Exercise prompt.
Copy out the lines word for word, starting with the line that contains "Note to the class: point out every instance of the cumulus" and going on through the end of the records.

[Pointing and labeling entries]
-.-.-

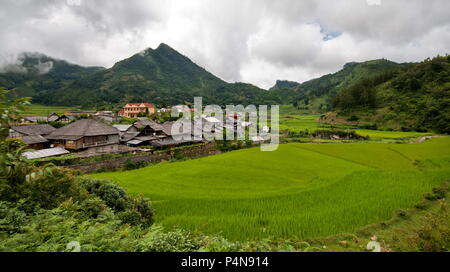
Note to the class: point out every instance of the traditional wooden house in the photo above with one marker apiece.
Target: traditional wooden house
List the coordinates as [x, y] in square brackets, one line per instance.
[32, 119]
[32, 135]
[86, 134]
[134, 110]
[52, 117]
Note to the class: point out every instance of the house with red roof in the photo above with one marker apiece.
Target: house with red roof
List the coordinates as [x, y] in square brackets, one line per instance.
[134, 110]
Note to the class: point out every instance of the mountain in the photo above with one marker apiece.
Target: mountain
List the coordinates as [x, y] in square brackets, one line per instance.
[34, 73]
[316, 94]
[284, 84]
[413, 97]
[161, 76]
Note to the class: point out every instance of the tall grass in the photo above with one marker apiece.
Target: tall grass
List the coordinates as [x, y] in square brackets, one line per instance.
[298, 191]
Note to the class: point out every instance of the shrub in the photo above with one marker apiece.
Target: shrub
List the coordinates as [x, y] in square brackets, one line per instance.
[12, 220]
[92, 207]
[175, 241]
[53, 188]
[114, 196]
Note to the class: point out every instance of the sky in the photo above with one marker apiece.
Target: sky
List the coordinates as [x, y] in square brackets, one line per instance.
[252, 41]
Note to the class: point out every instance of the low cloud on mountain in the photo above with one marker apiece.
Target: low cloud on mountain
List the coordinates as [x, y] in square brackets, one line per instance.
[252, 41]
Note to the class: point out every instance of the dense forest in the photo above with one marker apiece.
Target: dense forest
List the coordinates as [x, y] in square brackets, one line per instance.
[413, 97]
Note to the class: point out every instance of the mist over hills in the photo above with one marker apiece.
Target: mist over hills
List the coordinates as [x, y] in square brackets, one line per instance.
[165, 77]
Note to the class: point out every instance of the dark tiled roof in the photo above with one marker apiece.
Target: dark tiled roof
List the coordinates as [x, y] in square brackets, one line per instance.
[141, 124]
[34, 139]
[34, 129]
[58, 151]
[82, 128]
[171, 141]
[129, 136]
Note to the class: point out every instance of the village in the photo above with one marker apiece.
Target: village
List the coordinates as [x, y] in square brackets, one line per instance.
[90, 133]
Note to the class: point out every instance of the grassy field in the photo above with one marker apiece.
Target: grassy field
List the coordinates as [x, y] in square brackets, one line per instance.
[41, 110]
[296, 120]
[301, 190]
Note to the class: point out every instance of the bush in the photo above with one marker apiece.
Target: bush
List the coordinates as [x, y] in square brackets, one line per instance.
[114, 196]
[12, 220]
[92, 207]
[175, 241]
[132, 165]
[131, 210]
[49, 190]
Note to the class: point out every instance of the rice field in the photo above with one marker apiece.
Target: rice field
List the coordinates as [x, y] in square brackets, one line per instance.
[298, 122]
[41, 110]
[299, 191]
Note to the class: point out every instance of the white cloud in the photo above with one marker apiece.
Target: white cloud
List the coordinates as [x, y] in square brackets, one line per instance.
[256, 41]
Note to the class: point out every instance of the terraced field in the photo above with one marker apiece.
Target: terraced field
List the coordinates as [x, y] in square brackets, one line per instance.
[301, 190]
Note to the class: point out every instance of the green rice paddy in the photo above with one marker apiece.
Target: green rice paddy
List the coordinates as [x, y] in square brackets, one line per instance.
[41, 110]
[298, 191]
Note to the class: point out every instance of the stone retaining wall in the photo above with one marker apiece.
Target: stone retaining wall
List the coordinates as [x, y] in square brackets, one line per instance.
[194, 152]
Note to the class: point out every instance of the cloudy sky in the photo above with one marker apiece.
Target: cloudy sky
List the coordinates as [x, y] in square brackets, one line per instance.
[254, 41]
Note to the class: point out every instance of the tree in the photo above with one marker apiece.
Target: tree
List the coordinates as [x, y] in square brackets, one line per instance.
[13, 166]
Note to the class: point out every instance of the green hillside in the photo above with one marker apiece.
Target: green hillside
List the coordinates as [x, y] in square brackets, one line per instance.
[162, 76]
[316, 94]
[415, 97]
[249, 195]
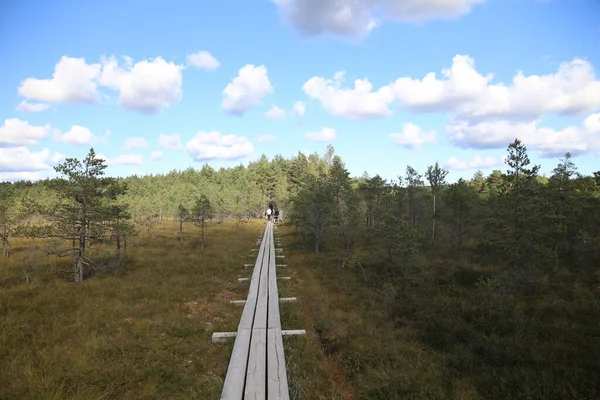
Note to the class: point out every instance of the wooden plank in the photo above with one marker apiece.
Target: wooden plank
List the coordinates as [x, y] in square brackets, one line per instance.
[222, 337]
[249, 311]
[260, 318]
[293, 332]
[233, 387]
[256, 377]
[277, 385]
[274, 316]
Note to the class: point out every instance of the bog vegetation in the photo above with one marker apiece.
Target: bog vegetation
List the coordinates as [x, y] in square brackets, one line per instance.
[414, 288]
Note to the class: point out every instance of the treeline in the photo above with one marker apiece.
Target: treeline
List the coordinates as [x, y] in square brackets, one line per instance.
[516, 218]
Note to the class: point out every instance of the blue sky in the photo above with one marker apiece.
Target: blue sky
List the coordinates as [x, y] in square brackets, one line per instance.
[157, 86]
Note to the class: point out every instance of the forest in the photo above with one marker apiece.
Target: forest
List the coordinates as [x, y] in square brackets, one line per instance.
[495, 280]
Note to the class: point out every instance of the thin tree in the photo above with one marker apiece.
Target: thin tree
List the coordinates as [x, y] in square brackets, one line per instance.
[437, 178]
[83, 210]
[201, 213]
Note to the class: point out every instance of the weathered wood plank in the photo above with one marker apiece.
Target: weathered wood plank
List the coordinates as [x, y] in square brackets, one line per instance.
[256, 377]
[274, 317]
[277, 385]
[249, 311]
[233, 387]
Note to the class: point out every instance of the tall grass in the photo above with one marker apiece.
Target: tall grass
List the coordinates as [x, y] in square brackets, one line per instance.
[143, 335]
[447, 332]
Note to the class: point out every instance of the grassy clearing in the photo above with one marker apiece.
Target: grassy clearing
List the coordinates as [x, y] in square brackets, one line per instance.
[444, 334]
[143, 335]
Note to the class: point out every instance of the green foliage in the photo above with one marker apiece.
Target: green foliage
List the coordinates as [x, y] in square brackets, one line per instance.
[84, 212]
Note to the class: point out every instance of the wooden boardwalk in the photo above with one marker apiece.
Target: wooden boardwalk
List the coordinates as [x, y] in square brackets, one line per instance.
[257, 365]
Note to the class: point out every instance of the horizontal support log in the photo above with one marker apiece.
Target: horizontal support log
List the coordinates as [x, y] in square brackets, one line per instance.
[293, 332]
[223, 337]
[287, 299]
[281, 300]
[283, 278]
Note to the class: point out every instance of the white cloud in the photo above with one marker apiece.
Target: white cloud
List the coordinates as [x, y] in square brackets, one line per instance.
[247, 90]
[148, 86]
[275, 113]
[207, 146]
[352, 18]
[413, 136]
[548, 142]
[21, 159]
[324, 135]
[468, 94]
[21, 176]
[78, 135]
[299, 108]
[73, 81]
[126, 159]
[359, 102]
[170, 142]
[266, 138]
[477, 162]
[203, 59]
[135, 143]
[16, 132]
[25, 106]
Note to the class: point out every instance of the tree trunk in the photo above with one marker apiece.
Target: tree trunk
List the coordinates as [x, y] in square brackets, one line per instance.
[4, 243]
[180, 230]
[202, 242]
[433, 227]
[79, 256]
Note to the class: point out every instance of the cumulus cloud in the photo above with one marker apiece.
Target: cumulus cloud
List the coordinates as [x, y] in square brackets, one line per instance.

-.-.-

Written response.
Note to the class: point out every instance of the cumulus cloud in the photo above with one marker apiece.
Target: cumulus cloud
List the coordinates as [x, y] in square brackets, one line per instance.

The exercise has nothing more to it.